• About this task
Return every line below exactly.

Collected data
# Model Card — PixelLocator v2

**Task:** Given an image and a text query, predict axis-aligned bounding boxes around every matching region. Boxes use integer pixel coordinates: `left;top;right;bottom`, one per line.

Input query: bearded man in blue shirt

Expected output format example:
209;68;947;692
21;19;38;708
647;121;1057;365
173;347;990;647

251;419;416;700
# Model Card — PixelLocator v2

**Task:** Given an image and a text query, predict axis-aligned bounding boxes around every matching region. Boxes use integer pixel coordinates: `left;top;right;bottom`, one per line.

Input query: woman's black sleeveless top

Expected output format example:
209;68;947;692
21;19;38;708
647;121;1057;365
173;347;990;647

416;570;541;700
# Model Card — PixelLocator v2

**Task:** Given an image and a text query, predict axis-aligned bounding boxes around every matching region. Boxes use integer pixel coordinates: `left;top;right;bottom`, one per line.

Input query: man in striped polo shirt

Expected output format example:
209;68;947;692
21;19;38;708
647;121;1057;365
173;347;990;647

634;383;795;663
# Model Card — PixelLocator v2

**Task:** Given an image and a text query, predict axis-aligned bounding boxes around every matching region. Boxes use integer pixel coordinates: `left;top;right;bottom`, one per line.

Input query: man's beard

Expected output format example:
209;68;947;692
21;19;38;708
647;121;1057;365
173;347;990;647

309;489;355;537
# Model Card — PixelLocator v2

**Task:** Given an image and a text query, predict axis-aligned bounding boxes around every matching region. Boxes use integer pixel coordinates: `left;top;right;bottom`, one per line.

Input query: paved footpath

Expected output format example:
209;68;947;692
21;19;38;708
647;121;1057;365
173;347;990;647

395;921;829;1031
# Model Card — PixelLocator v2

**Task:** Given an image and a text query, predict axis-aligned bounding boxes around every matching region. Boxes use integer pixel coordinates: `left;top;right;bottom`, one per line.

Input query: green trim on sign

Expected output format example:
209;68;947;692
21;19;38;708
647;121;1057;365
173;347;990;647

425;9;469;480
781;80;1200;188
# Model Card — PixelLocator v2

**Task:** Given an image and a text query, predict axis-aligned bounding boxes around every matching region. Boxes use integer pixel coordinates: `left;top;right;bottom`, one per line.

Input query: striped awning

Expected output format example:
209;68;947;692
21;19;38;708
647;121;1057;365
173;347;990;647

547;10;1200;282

• Your solution
# Model Card — PixelLocator v2

**Task:** Given an image and a text query, predict axis-aligned bounding boxes around every matching region. Boxes use integer pixel coordinates: `left;top;right;bottom`, one per line.

Input query: bearded man in blue shirt

Expected output format example:
209;68;947;692
21;19;38;708
647;121;1057;365
173;347;990;647

251;419;416;700
# Model Card — PixelLocator v2

**Task:** Given an image and a text query, predict axis-aligned bounding boxes around every matching region. Boxes use integer pixel coordinates: `left;top;right;bottom`, one per line.

Input query: woman's black sleeveless top

Expected output format example:
209;68;947;692
21;19;38;708
647;121;1057;365
173;347;990;647

416;570;541;700
# Model Card — PixelLocator v2

**Task:** Given an image and a text query, predict axis-aligned bounding boxes around every matching region. Boxes use integer pixel coordinates: `left;top;right;bottom`, one per line.

Input query: man in striped polo shirt

Expected output format example:
209;68;947;692
21;19;38;708
647;121;1057;365
173;347;990;647

634;383;795;663
# Model Card — PixelLocator v2

**Task:** Given an image and a text query, predict axis-aligned bounding boxes around every matching region. Boxes use integer pixel coordinates: `left;top;right;bottom`, one per line.

Input query: man's beard

Expected output format example:
209;68;947;692
21;19;38;708
647;121;1057;365
173;347;990;647

309;489;355;537
# Model Card — PixelLocator v2

**Task:** Given an image and a text query, predict axis-aligned bounding boxes around every matching region. Boxes use integer pixel coordinates: `left;top;right;bottom`, one per line.

Input query: paved footpath

Expected output format example:
209;68;947;692
21;19;38;708
647;121;1057;365
173;347;990;647

395;921;829;1031
# Model Card — PixelLocator v2

**Task:** Given an image and a text query, predict axis-aligned bounding boxes around every matching region. Boxes use integer pixel coordinates: `left;top;right;bottom`, one per line.

Input query: green trim on sign

Expected output format example:
209;68;947;692
21;19;38;708
647;121;1057;365
173;347;990;647

425;9;469;480
781;80;1200;188
# Model Card — PixelLocator v2

**Task:** Given an image and a text query, predict axis-aligned bounding boxes around every matching region. Boxes use integer pixel coordinates: `left;top;right;bottom`, one per line.

Input query: striped awning

Expected output format example:
209;68;947;692
21;19;38;708
647;121;1057;365
173;347;990;647

547;10;1200;282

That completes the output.